YOUR ASSIGNMENT.
Each line from the one containing "output_spec: JSON list" through the last line of the material below is to be transcribed exactly, with nothing else included.

-------- PROVIDED DATA

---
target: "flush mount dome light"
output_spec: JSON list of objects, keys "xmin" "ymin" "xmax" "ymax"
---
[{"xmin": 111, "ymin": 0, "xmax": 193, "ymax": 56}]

----------------

EXERCISE SOLUTION.
output_spec: JSON list of objects, keys "xmin" "ymin" "xmax" "ymax"
---
[{"xmin": 111, "ymin": 0, "xmax": 193, "ymax": 56}]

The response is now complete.